Give back exactly the lines that run from the line containing "TARGET: man's nose" through the end of the listing below. Leave out every other line.

----------------------------------------

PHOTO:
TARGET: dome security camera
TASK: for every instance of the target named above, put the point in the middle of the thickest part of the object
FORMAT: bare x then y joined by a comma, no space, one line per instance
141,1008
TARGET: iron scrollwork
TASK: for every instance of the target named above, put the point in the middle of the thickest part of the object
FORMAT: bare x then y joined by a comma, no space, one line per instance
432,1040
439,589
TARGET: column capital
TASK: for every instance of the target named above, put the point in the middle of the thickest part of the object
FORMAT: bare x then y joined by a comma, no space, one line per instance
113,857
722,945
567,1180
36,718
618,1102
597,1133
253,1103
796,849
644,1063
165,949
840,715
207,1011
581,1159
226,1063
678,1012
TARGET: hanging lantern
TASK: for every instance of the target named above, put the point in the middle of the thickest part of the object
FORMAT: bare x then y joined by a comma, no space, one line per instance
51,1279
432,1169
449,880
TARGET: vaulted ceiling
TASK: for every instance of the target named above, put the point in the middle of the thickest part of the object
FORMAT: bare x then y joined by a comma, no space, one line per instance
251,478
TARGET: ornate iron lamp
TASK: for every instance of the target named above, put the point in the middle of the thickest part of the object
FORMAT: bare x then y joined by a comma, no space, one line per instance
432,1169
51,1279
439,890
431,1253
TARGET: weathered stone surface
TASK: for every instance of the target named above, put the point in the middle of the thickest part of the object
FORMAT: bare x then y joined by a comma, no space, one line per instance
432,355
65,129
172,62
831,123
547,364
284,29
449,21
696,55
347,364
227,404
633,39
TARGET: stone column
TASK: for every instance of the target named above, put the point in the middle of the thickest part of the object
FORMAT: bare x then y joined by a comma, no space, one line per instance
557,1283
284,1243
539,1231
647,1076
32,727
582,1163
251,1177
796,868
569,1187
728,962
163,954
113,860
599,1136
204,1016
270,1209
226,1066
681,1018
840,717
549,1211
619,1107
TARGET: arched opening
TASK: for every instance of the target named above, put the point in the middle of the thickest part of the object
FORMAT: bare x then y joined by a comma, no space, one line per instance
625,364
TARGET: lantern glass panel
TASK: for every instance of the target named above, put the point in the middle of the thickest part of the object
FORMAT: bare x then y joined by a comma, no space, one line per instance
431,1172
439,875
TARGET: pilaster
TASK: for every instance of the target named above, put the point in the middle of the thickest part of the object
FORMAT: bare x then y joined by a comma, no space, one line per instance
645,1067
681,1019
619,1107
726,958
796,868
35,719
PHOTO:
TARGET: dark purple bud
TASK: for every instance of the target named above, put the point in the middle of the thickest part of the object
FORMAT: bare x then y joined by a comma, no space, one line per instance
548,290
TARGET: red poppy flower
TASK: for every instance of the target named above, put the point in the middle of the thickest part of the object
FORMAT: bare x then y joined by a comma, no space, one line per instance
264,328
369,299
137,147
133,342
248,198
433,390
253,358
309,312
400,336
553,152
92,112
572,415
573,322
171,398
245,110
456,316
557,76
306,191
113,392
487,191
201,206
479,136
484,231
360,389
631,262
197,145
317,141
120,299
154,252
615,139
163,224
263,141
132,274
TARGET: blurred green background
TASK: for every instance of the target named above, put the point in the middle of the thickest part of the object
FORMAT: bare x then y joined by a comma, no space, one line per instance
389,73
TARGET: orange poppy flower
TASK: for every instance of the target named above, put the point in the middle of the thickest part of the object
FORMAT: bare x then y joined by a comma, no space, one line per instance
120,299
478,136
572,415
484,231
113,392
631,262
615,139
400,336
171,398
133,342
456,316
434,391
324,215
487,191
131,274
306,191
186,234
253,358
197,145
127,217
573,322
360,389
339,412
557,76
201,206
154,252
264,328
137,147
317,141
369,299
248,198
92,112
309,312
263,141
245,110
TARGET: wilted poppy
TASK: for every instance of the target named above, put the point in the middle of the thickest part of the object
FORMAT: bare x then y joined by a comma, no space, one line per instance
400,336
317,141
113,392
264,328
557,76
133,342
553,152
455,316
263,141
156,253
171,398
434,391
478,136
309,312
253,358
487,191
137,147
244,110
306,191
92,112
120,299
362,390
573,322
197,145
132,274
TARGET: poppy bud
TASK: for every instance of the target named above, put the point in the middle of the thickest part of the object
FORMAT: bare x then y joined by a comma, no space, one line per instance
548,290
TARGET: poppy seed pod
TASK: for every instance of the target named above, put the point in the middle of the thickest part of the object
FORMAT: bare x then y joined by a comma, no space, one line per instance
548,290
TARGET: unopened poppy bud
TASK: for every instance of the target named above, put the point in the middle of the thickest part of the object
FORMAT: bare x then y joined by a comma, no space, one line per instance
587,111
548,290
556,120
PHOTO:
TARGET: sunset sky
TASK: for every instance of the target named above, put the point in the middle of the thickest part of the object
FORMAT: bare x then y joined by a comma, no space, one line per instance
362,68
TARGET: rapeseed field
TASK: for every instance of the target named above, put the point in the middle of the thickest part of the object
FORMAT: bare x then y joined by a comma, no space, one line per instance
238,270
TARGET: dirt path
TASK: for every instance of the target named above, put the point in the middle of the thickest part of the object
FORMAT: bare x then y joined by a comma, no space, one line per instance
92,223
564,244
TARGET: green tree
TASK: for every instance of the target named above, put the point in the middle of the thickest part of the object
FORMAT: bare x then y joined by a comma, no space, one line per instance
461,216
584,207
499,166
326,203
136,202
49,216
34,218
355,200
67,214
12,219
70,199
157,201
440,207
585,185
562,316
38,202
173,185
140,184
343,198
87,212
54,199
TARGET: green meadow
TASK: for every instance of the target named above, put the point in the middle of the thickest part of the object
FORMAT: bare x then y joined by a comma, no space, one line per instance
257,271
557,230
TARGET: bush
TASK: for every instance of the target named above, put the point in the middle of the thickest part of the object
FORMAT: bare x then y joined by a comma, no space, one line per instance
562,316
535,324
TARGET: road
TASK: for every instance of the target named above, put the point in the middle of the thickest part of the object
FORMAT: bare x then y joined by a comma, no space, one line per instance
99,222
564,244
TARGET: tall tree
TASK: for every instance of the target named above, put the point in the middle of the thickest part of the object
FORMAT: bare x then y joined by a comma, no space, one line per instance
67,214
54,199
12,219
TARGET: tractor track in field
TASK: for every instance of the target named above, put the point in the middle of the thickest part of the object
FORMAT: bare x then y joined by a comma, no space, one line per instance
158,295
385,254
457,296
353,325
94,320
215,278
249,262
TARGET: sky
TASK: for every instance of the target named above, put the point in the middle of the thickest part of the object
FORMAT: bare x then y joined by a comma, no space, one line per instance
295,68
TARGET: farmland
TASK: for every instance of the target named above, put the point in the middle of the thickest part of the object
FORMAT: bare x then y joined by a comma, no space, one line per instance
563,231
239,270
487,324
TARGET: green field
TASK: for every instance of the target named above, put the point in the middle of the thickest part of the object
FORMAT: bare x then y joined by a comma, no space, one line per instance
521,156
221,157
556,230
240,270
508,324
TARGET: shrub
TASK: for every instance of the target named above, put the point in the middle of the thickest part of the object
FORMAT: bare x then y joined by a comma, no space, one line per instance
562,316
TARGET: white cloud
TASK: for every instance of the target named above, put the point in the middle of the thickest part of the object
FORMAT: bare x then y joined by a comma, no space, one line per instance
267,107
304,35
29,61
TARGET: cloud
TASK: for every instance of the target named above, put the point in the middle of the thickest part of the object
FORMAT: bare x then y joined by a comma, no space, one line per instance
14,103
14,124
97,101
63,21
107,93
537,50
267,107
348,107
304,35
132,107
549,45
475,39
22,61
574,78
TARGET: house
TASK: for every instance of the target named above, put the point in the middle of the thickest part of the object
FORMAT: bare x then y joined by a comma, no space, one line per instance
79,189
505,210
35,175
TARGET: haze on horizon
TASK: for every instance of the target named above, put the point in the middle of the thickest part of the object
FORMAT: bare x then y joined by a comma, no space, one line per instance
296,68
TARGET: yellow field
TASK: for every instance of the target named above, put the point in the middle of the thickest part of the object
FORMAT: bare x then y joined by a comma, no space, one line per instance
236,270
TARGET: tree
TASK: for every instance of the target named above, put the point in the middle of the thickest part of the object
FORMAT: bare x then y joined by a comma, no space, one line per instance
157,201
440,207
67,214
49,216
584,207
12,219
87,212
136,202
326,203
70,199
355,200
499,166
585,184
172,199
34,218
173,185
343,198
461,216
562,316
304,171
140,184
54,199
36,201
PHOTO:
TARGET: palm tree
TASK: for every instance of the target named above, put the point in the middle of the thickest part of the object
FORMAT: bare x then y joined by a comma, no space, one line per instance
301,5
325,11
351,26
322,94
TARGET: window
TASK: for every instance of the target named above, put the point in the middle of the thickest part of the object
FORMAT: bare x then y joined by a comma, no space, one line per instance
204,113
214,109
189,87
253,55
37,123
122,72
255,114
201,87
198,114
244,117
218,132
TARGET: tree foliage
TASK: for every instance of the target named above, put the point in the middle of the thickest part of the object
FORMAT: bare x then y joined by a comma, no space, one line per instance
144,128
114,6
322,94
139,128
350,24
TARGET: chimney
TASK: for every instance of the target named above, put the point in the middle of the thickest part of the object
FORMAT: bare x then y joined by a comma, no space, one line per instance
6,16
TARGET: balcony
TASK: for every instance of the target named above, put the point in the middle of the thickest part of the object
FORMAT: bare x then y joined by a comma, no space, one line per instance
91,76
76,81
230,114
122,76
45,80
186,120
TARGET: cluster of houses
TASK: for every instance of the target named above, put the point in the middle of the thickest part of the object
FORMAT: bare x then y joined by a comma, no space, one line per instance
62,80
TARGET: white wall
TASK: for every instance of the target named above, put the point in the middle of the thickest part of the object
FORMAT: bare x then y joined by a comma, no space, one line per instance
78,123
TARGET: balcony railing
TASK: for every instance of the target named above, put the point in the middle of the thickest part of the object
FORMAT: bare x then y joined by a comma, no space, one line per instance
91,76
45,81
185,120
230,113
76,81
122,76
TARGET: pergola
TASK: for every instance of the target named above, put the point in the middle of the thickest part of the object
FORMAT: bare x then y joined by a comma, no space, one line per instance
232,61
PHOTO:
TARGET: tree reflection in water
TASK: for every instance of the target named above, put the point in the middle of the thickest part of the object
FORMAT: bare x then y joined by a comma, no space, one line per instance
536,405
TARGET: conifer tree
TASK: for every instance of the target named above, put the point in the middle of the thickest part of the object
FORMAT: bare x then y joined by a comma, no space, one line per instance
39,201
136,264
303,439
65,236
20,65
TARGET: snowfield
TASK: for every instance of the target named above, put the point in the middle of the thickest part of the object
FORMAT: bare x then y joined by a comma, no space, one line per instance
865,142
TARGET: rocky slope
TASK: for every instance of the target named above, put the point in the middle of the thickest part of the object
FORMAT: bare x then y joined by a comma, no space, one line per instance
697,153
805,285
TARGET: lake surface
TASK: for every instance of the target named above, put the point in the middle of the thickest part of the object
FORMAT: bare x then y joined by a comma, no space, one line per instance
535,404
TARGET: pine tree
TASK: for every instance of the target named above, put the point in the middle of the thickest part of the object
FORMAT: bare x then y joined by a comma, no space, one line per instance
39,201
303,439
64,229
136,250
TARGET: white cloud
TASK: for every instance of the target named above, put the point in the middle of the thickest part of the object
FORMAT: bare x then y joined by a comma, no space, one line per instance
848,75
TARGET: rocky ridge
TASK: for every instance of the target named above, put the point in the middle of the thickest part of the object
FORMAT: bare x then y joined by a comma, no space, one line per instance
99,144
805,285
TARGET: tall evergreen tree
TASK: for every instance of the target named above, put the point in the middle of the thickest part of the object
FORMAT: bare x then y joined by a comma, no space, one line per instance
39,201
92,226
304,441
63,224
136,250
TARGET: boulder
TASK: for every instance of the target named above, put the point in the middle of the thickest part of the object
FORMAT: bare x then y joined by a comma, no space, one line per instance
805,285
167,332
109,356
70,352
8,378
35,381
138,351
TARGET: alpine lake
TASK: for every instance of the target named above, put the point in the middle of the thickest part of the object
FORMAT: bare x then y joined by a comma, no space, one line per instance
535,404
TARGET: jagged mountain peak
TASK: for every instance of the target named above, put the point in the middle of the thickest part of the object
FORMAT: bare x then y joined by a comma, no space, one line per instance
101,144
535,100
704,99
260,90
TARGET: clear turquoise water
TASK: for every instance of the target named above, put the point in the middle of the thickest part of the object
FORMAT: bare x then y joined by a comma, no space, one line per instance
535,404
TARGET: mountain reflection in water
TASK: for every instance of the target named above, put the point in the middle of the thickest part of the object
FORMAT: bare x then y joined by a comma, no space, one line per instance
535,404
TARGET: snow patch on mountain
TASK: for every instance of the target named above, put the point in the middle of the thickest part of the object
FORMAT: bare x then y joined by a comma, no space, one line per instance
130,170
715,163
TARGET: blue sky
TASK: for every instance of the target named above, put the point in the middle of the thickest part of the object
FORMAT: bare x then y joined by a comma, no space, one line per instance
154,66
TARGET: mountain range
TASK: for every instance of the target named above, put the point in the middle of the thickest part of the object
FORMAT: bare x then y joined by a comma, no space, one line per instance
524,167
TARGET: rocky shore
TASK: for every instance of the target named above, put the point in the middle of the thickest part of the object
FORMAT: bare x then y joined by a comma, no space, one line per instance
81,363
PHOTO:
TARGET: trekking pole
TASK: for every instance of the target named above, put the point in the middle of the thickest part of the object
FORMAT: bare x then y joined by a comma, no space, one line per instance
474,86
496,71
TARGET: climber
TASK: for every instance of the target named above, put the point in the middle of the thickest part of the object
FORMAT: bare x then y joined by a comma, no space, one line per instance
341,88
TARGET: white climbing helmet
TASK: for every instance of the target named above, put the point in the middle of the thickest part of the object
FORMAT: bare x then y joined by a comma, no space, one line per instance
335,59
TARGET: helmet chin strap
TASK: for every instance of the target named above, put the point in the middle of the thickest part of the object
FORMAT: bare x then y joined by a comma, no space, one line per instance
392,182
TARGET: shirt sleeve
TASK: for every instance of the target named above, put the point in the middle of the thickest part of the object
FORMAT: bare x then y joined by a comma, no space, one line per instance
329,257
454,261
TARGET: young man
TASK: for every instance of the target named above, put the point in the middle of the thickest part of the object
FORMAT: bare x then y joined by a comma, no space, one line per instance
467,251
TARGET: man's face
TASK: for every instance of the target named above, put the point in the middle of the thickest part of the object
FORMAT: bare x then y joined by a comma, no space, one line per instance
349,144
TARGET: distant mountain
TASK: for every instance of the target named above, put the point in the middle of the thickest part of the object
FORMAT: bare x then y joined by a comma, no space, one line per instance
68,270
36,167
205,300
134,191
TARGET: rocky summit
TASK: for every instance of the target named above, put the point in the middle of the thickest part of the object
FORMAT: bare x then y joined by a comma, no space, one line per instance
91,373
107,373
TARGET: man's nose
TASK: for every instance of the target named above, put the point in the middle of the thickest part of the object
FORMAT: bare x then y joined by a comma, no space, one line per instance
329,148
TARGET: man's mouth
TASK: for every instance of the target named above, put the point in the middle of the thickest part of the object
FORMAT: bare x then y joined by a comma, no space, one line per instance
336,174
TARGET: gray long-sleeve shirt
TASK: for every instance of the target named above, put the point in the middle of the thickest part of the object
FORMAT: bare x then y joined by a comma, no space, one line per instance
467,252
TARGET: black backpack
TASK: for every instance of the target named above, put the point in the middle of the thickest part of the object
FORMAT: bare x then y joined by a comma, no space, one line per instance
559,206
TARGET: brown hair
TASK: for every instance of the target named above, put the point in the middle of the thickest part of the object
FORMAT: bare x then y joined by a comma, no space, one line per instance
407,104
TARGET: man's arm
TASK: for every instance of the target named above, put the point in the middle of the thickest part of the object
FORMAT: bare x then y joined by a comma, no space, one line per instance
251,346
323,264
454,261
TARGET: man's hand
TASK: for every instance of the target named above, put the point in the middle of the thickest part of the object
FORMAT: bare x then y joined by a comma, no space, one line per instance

----------------------------------------

SOLUTION TO THIS PROBLEM:
TARGET: man's nose
TASK: for every instance of the target named above, put the point in the middle of the thickest part of the object
FORMAT: bare x then y joined by a comma, no space, one line per instance
329,148
TARGET: man's mouth
TASK: for every instance of the target named above, put the point in the middle of the thickest part of the object
FORMAT: bare x then y joined by a comma, no space, one line per instance
336,174
TARGET: gray long-sleeve shirt
TASK: for every instance of the target named above, put the point in the middle of the thickest part of the object
FORMAT: bare x then y joined by a comma, no space, one line per instance
467,252
TARGET: black backpack
TASK: for every instance of the target named above, put the point in the middle of the thickest part of the object
FORMAT: bare x then y joined by a comma, no space, one line per instance
559,206
TARGET: brown hair
TASK: for every instance of the target named above, put the point in the middle of the thickest part of the object
FORMAT: bare x then y joined by a comma, no space, one line per instance
407,104
TARGET: man's arm
TASK: for every instance of the target named above, put the point in the middle of the thickest part of the object
FORMAT: bare x then y joined by a comma, no space, one line per instance
251,346
323,264
454,261
TARGET: man's hand
TASK: for every instance of the target named above, put the point in the middle of the thickest part of the object
FORMAT: bare x then y joined by a comma, no space, one line per instance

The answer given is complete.